* What you have to do *
Without altering anything, repeat each of the records.

* Records for the exercise *

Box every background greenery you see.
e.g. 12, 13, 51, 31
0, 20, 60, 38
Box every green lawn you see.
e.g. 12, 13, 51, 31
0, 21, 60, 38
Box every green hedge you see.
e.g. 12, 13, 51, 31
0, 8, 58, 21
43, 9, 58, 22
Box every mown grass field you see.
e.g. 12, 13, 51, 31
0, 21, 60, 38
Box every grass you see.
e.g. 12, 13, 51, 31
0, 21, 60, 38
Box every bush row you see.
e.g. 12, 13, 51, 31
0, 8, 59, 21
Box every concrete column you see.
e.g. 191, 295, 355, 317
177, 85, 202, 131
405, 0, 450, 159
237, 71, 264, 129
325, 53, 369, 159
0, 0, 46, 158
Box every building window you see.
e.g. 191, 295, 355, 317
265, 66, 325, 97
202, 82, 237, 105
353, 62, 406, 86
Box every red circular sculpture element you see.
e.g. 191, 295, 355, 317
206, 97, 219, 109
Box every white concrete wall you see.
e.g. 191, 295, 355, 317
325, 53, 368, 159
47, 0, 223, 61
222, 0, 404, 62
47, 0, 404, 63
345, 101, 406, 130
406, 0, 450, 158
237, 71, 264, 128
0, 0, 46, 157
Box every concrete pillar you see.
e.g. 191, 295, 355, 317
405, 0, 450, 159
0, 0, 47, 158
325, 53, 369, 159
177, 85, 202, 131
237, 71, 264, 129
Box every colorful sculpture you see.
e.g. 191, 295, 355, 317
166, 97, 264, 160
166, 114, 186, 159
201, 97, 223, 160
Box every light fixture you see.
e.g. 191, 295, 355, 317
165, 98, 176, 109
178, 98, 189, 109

* Reply to the task *
Box every background greenery you see.
e.g. 12, 13, 51, 31
0, 20, 60, 38
Box every green lawn you see.
e.g. 12, 13, 51, 31
0, 21, 60, 38
Box every green hedge you see.
e.g. 12, 13, 51, 31
0, 8, 58, 21
43, 9, 58, 22
Box every mown grass field you see.
e.g. 12, 13, 51, 31
0, 21, 60, 38
Box every grass you see.
e.g. 12, 13, 51, 31
0, 21, 60, 38
Box every bush row you see.
e.g. 12, 13, 51, 31
0, 8, 59, 21
Box every concrete column you see.
e.g. 191, 295, 355, 317
177, 85, 202, 131
405, 0, 450, 159
237, 71, 264, 129
325, 53, 369, 159
0, 0, 46, 158
Box every building window you see.
e.g. 191, 295, 355, 317
265, 66, 325, 97
202, 82, 237, 105
353, 62, 406, 86
Box every red circular sculpture element you see.
e.g. 191, 295, 355, 317
206, 97, 219, 109
Box every white concrete wall you see.
e.g. 191, 295, 355, 317
325, 53, 368, 159
47, 0, 223, 61
222, 0, 404, 62
47, 0, 404, 63
345, 101, 406, 130
406, 0, 450, 158
237, 71, 264, 128
0, 0, 46, 157
Box every concrete pillar you see.
e.g. 191, 295, 355, 317
405, 0, 450, 159
0, 0, 47, 158
325, 53, 369, 159
177, 85, 202, 131
237, 71, 264, 129
Box every colorful sculpture you see.
e.g. 191, 295, 355, 317
166, 97, 264, 160
166, 114, 186, 159
201, 97, 223, 160
Box every light fixture you see.
e.g. 191, 295, 355, 317
165, 98, 176, 109
178, 98, 189, 109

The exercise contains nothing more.